**Passage provided**
------------

Figuring out religion in God’s Brain: great interview with Lionel Tiger
One of the commenters on Maclean’s Interview with Lionel Tiger writes, “Gosh this is depressing. Believers, the delusional mob will continue to infect all cultures.”
I’m not so sure.
Seems to me that Lionel Tiger is on to something with his analysis of the religious impulse – or God’s Brain, as his book (with Michael McGuire) describes it. Tiger is an anthropologist (and prolific author), McGuire is a neuroscientist (who figured out the role of serotonin in the brain); together, they’ve come up with a theory of religion that makes sense to me (a full on skeptic and basic atheist).
Maclean’s interview with Lionel Tiger covers all the key questions to give the reader a good overview of what to expect from the book (which I haven’t read, but wouldn’t mind putting on my reading list).
One question in particular struck me, as I’ve been turned off by the religious undertone of some environmentalisms. The interviewer asks (on page 2), “Despite increasing secularization, especially in the West, most people have not become flat-out rationalists. Do you think that for many environmentalism is a religion?”
To which Tiger answers: “That’s absolutely right, and that’s interesting because it is finally the fruit of pantheism, a very, very old religious idea. For many people, not using more than four sheets of toilet paper is an act of moral purification.” [emphasis added]
To my mind, there’s a link in Tiger’s remark about the allowable number of toilet paper sheets to OCD and other neuroses that compel people to act in certain ways: something about the behavior soothes the brain. Unfortunately, that same impulse creates anxiety in mine, which is why some meetings with those who wish to save the earth make me want to run screaming from the room. I just don’t get it when it gets all …um, oceanic and communitarian.

------------

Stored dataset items
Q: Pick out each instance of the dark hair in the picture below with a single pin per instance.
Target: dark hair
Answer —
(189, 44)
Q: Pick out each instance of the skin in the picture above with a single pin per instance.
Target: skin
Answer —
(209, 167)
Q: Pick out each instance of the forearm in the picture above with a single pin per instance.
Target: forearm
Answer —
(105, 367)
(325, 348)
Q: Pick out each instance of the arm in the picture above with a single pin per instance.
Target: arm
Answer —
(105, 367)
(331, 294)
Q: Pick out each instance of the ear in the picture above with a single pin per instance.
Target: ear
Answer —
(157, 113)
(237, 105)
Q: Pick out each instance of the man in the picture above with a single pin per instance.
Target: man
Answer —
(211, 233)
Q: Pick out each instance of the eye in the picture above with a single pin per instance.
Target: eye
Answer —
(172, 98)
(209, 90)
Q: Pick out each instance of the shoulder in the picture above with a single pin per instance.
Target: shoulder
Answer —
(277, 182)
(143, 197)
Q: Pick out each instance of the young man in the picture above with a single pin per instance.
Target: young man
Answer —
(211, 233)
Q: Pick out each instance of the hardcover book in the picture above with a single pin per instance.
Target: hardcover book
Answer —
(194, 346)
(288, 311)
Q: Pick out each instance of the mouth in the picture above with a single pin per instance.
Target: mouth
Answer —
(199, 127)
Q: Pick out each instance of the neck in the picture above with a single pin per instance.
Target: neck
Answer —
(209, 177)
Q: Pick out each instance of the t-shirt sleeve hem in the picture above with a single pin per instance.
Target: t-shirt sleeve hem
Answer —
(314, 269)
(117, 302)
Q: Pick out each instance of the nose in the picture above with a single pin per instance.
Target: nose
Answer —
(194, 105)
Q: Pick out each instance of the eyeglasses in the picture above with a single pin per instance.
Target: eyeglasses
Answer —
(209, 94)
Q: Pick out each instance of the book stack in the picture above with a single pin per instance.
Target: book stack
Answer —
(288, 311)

------------

Print the part of the post on the Lionel Tiger interview from "Maclean’s interview with Lionel Tiger covers" to "my reading list)." without any changes.

Maclean’s interview with Lionel Tiger covers all the key questions to give the reader a good overview of what to expect from the book (which I haven’t read, but wouldn’t mind putting on my reading list).